- How to complete this task: From the data underneath, reproduce exactly the stretch that begins at the line with "the fog over" and ends after the line with "of the right".

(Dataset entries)

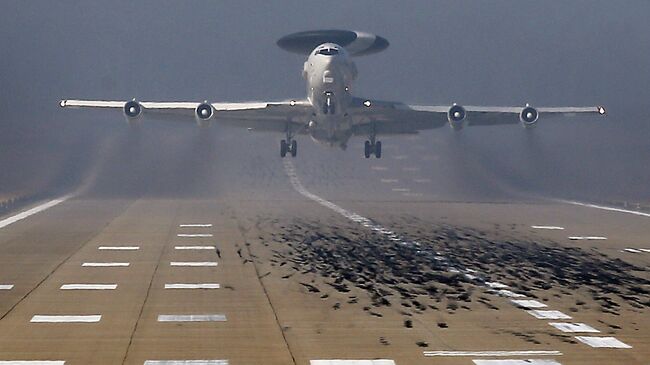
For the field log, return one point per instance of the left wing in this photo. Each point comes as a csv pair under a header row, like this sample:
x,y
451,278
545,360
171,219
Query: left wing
x,y
263,116
386,117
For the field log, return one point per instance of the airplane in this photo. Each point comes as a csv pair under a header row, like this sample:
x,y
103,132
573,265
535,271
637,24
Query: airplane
x,y
330,113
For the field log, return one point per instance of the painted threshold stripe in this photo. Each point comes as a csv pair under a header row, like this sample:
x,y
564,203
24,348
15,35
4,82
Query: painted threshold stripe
x,y
611,209
603,342
88,287
516,362
173,263
186,362
118,248
66,319
20,216
192,286
31,362
192,318
574,327
492,353
352,362
194,248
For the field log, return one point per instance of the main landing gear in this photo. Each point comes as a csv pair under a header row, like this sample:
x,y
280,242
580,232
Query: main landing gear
x,y
291,147
372,147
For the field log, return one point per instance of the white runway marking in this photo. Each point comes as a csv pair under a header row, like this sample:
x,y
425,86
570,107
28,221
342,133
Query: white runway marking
x,y
66,319
612,209
32,362
574,327
194,248
118,248
105,264
516,362
528,303
352,362
210,263
548,314
548,227
88,287
186,362
192,318
20,216
492,353
587,238
603,342
193,286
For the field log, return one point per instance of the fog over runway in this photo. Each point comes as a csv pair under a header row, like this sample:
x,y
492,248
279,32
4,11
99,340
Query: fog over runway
x,y
168,243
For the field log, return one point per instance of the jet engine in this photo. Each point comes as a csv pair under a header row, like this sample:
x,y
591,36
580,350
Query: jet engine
x,y
203,113
528,116
132,111
457,116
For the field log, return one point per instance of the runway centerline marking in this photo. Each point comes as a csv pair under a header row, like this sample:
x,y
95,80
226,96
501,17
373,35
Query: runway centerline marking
x,y
194,248
105,264
88,287
186,362
191,318
93,318
37,209
118,248
193,286
193,263
492,353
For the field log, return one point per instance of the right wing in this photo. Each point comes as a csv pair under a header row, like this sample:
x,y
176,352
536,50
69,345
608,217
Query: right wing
x,y
259,116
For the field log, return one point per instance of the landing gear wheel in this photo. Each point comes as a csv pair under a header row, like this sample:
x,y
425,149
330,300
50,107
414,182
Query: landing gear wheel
x,y
294,148
283,148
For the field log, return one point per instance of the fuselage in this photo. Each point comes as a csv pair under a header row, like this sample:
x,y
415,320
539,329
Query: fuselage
x,y
329,72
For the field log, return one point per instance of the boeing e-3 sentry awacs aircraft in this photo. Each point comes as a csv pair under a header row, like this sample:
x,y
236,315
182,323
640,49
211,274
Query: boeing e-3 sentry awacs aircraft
x,y
330,113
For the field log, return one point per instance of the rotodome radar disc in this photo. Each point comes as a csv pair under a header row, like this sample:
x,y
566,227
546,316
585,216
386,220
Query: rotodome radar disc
x,y
355,42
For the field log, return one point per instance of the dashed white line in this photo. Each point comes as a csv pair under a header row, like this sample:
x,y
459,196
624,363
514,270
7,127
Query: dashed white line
x,y
193,263
88,287
556,228
191,318
539,314
492,353
66,318
192,286
603,342
118,248
574,327
194,248
20,216
105,264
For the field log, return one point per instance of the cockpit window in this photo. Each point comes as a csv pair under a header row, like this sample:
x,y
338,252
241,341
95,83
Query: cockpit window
x,y
328,51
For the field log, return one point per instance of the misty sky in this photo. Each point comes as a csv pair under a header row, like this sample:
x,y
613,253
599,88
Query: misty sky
x,y
472,52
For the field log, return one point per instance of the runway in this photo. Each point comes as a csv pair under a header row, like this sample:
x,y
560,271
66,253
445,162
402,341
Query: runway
x,y
324,259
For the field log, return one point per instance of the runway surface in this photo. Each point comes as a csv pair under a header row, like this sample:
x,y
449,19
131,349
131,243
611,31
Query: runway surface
x,y
240,257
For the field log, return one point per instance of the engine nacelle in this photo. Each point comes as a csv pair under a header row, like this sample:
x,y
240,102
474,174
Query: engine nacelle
x,y
457,117
132,111
528,116
203,113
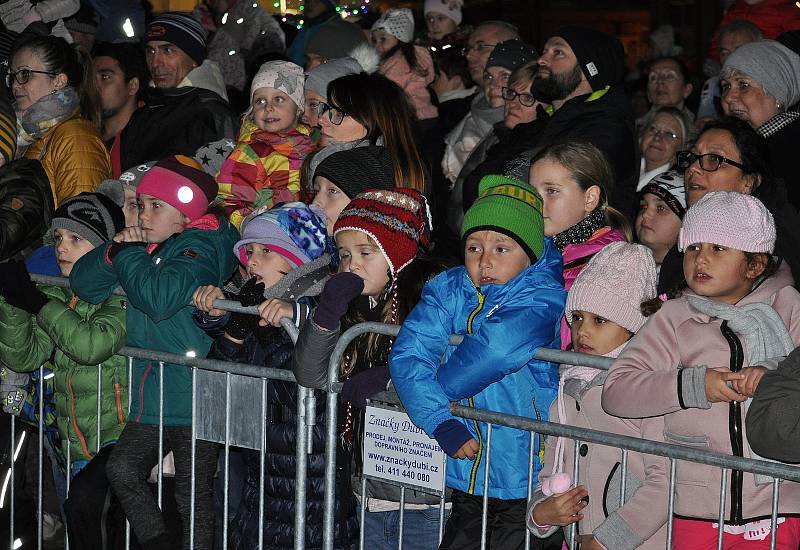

- Solution below:
For the field log, return one point per instance of the fog over runway in this photo. Each point comes as a csv pair under a header row, like this sample:
x,y
492,248
279,32
4,11
99,340
Query: fog over runway
x,y
168,243
For the field log, return one point per instance of the jet engine in this photo. Each point comes as a csv pair under a header row, like this sample:
x,y
591,36
580,350
Query: jet engine
x,y
203,113
528,116
132,111
457,116
For the field log, return one point per instance of the runway centerline marking in this photo. Each point comes as a csv pair under a header row, like this sample:
x,y
95,80
226,96
501,17
373,35
Query: runway centerline marking
x,y
194,248
105,264
88,287
186,362
191,318
93,318
37,209
118,248
193,286
193,263
492,353
For the field log, return one point per instance of the right wing in this photo. Each point comes as a csv pair under a header row, like this sample:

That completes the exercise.